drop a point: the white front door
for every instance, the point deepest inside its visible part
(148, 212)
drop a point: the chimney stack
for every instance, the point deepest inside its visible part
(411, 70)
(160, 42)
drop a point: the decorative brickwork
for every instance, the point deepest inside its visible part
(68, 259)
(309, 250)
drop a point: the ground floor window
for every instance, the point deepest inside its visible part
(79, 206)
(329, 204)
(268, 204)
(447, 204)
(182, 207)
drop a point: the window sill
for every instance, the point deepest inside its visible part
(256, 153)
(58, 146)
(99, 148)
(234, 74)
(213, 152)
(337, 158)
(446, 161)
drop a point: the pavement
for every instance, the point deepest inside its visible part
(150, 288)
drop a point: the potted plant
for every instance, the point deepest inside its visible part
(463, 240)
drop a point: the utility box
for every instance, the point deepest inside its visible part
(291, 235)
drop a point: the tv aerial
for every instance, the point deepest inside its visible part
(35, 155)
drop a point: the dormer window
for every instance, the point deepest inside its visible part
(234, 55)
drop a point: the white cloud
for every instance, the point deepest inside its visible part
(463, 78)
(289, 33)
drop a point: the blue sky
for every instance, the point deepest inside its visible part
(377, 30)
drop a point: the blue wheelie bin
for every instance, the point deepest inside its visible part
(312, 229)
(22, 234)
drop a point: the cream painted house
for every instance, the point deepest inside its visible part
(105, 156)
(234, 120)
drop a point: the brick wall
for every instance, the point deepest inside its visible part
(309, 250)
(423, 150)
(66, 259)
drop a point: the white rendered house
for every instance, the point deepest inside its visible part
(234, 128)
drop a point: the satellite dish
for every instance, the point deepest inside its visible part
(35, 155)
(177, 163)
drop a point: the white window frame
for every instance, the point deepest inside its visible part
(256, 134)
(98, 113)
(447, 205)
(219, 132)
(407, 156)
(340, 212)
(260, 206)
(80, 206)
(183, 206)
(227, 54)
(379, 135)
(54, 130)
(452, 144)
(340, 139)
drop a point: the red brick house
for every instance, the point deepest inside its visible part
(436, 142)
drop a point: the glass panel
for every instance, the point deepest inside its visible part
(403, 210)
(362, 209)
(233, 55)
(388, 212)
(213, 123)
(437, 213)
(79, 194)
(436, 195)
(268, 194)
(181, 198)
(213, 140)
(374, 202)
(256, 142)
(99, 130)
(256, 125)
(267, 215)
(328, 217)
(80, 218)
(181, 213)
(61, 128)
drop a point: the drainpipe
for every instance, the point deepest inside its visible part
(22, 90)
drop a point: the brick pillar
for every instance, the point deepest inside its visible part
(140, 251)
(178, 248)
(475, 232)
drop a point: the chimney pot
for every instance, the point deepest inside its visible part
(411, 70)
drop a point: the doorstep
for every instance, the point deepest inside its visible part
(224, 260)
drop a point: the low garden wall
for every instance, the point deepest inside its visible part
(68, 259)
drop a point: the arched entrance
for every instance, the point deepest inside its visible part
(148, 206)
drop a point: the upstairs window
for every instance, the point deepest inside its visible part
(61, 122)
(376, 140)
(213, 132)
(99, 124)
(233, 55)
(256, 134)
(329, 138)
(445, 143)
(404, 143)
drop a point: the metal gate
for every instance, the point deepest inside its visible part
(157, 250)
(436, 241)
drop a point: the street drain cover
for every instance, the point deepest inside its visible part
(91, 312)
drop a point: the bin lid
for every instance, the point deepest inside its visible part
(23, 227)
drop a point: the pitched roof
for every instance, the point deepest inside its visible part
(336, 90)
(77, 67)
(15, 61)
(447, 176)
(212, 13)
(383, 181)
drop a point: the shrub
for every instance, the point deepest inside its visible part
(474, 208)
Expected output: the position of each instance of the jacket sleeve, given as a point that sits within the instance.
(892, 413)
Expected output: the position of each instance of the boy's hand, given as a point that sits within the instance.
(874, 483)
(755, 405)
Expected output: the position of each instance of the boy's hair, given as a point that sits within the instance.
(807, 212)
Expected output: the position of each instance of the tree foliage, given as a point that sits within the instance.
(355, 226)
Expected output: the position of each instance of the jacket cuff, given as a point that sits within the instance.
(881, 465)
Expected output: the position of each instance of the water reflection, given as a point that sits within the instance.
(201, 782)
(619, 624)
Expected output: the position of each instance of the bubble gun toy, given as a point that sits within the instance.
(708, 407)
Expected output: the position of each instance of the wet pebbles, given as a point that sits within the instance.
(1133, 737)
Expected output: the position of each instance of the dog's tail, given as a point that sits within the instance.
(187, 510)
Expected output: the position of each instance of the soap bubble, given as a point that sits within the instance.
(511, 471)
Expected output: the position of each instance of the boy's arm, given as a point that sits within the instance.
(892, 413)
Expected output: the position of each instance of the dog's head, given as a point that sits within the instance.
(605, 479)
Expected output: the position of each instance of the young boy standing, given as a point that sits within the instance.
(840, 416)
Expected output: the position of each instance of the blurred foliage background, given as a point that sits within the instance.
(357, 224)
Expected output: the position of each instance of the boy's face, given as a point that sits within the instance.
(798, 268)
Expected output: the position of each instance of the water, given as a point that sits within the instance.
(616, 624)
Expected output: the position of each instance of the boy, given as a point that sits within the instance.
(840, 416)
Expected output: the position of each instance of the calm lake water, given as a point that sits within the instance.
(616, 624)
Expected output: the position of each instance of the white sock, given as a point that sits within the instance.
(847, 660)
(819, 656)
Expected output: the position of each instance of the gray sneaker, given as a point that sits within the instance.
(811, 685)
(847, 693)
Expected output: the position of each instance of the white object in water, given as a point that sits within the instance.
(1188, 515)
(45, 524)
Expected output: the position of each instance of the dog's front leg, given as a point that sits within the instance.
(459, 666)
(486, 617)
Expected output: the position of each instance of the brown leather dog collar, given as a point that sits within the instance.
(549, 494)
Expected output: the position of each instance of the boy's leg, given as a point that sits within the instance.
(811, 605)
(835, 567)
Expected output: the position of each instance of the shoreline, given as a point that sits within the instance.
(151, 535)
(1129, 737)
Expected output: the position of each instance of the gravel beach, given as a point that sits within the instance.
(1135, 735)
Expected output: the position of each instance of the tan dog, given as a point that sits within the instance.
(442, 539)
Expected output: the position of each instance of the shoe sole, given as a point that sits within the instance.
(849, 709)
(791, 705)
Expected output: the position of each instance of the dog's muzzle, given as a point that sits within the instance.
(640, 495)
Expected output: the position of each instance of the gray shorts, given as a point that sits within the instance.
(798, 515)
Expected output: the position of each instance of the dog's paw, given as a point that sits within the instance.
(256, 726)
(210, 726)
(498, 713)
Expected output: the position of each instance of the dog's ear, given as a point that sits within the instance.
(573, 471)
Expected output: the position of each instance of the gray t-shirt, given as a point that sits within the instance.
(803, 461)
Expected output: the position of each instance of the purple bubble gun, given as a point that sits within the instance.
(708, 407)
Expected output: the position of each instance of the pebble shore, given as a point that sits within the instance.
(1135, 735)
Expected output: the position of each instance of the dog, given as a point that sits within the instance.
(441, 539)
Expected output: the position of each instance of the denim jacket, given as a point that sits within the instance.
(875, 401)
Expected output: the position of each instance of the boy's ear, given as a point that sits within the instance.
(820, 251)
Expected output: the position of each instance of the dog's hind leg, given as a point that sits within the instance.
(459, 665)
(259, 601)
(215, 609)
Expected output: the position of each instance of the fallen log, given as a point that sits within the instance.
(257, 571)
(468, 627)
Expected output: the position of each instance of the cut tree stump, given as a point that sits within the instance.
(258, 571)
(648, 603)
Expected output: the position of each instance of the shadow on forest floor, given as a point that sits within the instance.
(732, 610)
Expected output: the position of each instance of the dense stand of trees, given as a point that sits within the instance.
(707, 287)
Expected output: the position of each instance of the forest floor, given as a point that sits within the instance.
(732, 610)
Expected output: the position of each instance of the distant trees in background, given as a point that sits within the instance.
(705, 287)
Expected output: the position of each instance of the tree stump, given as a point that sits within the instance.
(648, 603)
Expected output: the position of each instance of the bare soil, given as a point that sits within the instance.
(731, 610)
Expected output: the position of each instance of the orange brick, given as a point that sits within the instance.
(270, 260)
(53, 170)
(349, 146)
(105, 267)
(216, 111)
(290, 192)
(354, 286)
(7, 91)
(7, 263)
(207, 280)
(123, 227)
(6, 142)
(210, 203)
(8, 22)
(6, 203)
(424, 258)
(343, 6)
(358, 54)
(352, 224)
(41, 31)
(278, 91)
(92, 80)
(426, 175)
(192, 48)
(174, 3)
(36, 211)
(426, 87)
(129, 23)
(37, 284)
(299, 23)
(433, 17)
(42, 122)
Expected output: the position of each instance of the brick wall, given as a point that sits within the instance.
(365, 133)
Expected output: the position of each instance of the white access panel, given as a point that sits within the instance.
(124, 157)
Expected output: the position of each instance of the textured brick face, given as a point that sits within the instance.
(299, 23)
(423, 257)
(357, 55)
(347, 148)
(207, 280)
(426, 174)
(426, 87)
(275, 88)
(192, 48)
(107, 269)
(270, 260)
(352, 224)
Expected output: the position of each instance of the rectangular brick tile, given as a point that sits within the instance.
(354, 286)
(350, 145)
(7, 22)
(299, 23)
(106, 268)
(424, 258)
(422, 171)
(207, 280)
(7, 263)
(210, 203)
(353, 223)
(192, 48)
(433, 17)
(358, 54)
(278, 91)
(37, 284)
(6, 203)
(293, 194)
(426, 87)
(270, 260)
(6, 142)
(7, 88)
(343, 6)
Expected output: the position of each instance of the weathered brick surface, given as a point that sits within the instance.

◆ ◆ ◆ ◆

• _WHAT IS EXPECTED_
Repeat only what runs from the line holding "Expected output: the position of each instance of the textured" to the end of the data, keeping every line exactly as written, first and last included.

• _RESULT FOR THIS EXERCISE_
Expected output: the position of each instance of the textured brick face, given as a point that sits within the instance.
(299, 23)
(423, 257)
(357, 55)
(347, 148)
(207, 280)
(426, 174)
(426, 87)
(275, 88)
(192, 48)
(107, 269)
(270, 260)
(352, 224)
Expected output: the position of each instance of the rectangular brick tile, given as a point that sits within the instance.
(354, 286)
(350, 145)
(7, 22)
(299, 23)
(106, 268)
(424, 258)
(422, 171)
(207, 280)
(7, 263)
(210, 203)
(353, 223)
(192, 48)
(433, 17)
(358, 54)
(278, 91)
(37, 284)
(6, 203)
(293, 194)
(426, 87)
(270, 260)
(6, 142)
(7, 88)
(343, 6)
Expected output: the position of each instance of the weathered brick surface, given as a point that sits within the instance.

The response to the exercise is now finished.